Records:
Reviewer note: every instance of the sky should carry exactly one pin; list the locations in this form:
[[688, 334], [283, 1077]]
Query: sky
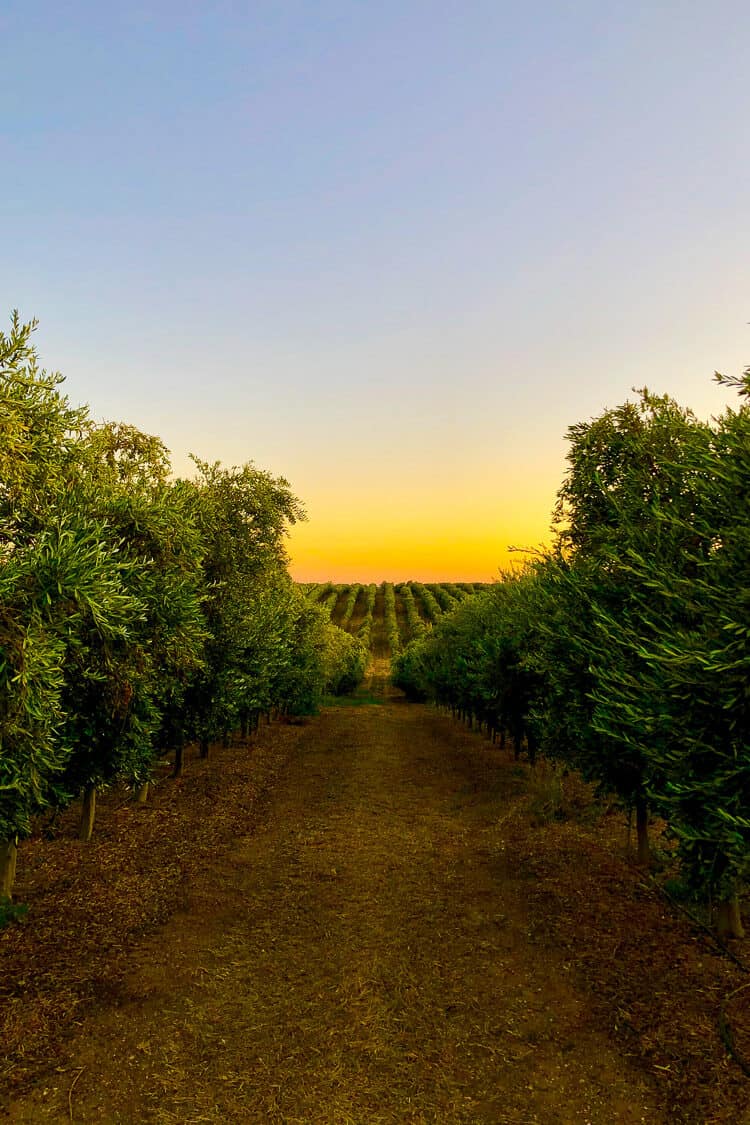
[[388, 251]]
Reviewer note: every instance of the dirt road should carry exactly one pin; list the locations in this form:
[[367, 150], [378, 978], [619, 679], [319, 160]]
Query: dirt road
[[363, 956]]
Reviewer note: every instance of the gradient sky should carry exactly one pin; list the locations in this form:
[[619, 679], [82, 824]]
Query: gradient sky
[[389, 251]]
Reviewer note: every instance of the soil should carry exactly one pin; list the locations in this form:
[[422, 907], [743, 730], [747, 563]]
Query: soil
[[363, 919]]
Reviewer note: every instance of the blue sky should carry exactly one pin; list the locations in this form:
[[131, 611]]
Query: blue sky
[[390, 251]]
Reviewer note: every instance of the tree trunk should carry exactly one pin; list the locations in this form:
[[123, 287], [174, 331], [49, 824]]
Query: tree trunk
[[729, 923], [179, 756], [642, 830], [8, 853], [88, 813]]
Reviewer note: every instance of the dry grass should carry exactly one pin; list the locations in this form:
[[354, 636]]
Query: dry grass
[[396, 941]]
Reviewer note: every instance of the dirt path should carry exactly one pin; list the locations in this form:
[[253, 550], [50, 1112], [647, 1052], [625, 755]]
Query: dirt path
[[363, 957]]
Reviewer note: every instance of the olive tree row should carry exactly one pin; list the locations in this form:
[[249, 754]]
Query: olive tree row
[[136, 611], [624, 650]]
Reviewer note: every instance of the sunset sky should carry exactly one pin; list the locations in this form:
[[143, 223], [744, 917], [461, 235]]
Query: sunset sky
[[389, 251]]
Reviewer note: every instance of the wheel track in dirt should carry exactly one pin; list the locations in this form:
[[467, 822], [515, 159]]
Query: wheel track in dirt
[[362, 957]]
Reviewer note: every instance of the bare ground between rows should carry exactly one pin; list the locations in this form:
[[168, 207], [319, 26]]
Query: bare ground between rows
[[396, 943]]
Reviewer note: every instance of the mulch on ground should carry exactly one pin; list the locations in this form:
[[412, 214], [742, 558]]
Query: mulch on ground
[[575, 906]]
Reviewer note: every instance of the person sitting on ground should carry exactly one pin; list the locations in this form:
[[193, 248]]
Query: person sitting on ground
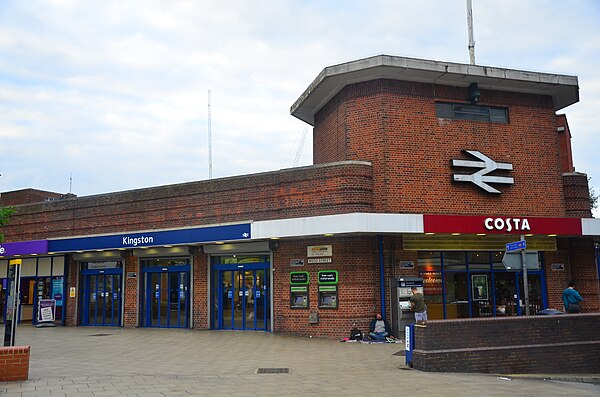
[[379, 328]]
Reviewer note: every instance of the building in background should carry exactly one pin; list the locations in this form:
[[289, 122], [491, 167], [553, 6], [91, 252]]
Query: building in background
[[422, 169]]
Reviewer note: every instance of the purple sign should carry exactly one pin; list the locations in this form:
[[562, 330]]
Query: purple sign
[[46, 310], [24, 248]]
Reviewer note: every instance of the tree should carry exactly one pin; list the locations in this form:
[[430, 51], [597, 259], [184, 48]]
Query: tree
[[5, 214]]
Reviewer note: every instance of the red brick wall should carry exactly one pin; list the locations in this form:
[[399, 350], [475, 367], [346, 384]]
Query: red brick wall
[[307, 191], [567, 343], [14, 363], [577, 195], [28, 196], [393, 125], [356, 260], [564, 137]]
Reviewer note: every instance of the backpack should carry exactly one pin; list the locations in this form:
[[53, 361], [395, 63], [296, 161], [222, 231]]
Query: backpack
[[355, 334]]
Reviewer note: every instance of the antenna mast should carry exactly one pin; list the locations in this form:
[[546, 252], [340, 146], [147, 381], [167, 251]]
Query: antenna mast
[[209, 140], [470, 28]]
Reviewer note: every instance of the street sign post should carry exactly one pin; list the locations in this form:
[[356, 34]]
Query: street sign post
[[516, 246], [12, 303], [512, 261]]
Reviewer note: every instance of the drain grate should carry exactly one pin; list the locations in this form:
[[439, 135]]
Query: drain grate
[[273, 371]]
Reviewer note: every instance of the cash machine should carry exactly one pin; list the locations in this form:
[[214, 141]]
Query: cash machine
[[401, 293]]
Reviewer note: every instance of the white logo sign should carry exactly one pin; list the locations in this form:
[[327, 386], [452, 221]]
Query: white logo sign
[[508, 224], [481, 177]]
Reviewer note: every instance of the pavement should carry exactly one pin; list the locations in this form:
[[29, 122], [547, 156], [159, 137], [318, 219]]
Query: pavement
[[101, 361]]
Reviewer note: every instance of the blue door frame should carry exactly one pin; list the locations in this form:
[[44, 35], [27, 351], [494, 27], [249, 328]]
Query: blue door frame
[[167, 296], [102, 297], [242, 299]]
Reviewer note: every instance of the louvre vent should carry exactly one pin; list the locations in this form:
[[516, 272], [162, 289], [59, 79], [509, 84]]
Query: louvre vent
[[273, 371]]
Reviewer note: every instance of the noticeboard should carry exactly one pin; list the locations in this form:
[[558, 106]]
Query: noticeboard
[[299, 278], [328, 277]]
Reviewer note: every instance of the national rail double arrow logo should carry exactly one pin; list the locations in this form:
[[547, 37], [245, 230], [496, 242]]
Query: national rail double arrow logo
[[481, 177]]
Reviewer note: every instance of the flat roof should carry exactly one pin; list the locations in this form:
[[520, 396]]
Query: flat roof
[[563, 89]]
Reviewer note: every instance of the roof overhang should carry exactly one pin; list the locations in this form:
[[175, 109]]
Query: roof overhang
[[563, 89]]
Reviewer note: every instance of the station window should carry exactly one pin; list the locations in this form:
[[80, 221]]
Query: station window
[[461, 111]]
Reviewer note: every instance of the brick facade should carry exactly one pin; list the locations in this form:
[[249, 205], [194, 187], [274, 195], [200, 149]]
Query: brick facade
[[393, 125], [307, 191], [379, 147]]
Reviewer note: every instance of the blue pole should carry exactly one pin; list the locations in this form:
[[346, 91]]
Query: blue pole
[[381, 275]]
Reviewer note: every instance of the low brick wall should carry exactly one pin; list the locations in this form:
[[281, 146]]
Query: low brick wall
[[14, 363], [567, 343]]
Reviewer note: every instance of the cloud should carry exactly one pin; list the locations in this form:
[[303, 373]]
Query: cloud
[[99, 88]]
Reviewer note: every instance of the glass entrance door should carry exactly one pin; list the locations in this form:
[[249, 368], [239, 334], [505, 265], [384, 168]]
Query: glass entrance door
[[167, 298], [102, 297], [241, 298]]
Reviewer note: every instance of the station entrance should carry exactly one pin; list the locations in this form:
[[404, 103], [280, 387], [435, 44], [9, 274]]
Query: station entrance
[[166, 302], [241, 296], [102, 294]]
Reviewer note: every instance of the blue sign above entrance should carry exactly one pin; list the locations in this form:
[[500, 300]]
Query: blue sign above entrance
[[517, 245], [153, 238]]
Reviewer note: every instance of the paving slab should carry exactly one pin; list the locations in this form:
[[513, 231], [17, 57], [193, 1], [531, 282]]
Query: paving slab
[[107, 361]]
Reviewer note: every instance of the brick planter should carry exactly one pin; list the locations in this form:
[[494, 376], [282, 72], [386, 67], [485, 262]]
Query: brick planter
[[14, 363], [534, 344]]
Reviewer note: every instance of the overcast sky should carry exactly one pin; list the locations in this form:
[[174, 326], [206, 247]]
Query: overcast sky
[[115, 93]]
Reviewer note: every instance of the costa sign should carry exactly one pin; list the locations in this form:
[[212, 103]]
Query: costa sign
[[508, 224], [500, 225]]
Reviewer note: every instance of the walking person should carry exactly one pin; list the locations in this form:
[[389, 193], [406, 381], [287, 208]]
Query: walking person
[[571, 299], [417, 303]]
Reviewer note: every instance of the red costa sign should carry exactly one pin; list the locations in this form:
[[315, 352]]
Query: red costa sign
[[500, 225]]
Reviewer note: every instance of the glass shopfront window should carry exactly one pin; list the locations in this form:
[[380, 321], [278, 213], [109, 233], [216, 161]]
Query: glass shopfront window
[[42, 278], [476, 284], [430, 269]]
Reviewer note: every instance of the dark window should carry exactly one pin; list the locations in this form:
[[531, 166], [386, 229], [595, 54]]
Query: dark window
[[460, 111]]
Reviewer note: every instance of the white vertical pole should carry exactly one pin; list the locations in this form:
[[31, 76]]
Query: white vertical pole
[[525, 281], [209, 140], [470, 28]]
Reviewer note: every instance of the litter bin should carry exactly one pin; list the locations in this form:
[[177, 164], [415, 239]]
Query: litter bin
[[549, 312]]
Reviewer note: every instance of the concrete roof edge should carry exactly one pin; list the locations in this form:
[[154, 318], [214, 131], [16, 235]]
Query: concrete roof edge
[[564, 89]]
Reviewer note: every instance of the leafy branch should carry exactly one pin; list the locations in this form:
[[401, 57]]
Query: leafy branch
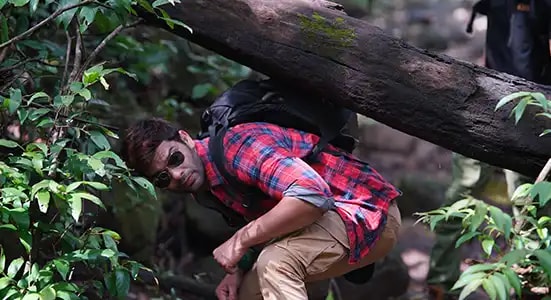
[[43, 22]]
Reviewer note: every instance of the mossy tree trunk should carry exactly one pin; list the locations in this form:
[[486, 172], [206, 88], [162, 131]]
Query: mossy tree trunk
[[314, 46]]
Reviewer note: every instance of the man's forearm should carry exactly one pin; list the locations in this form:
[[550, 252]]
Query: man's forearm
[[289, 215]]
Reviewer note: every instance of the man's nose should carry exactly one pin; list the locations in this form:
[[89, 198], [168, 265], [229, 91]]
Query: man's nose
[[176, 173]]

**Written instruction:** Can you reproduce the lines above word for word, from the line with "Reviewer note: every instance of the brick planter" to the line with "[[314, 46]]", including both of those lines but leaving out the pictures?

**Final result:**
Reviewer note: every instance of the brick planter should carry exactly one pin; list the locations in this form:
[[494, 376], [282, 72], [386, 67], [485, 262]]
Query: brick planter
[[14, 363], [534, 344]]
Reviewer note: every instance of the overcast sky should carry exactly one pin; list the locations in this form:
[[174, 326], [206, 247]]
Query: overcast sky
[[115, 93]]
Reviewer note: every instance of the costa sign should carry exactly one pin; list the locations in this form:
[[212, 103]]
Query: costa sign
[[508, 224], [500, 225]]
Reviewer note: every instance of the walking person should carry exactly one pin; list the locations in this form:
[[389, 193], [406, 381], [287, 208]]
Query: walking person
[[571, 299], [417, 303]]
Reviewer note: every instance of the red costa sign should carry exactly one pin; list the locations in this form:
[[315, 352]]
Query: red costa sign
[[500, 225]]
Reviewer note: every instance of the glass shopfront window should carry exactly one pin; list the locations in this form:
[[380, 321], [278, 213], [109, 233], [216, 161]]
Query: glass shopfront window
[[42, 278], [476, 284], [430, 269]]
Reviewer note: every instance of the dark window should carry exactly one pin; list the locations in this form:
[[531, 166], [386, 229], [595, 54]]
Query: dark window
[[460, 111]]
Reviewer note: every instance of the white vertical pole should carry exactly one pin; list the locations in this form:
[[31, 76]]
Query: white vertical pole
[[525, 281], [209, 140], [470, 28]]
Reviewer note: every instance of the litter bin should carry exactly one pin; list the locations in this form:
[[177, 164], [415, 239]]
Query: litter bin
[[549, 312]]
Reviewer note: every instance of the concrete roof edge should carry exactly one pin; list the locations in this form:
[[154, 318], [214, 131], [16, 235]]
Query: concrete roof edge
[[564, 89]]
Reviewer note: every instance of the leafy branch should carry exactly one pin; list the locations in this form:
[[401, 57]]
Query: leafy branch
[[43, 22]]
Reviewer note: every instance of the mossy tree trunk should carry exactly one pin; list the locations in this form:
[[486, 172], [206, 88], [162, 131]]
Query: mossy tree trunk
[[314, 46]]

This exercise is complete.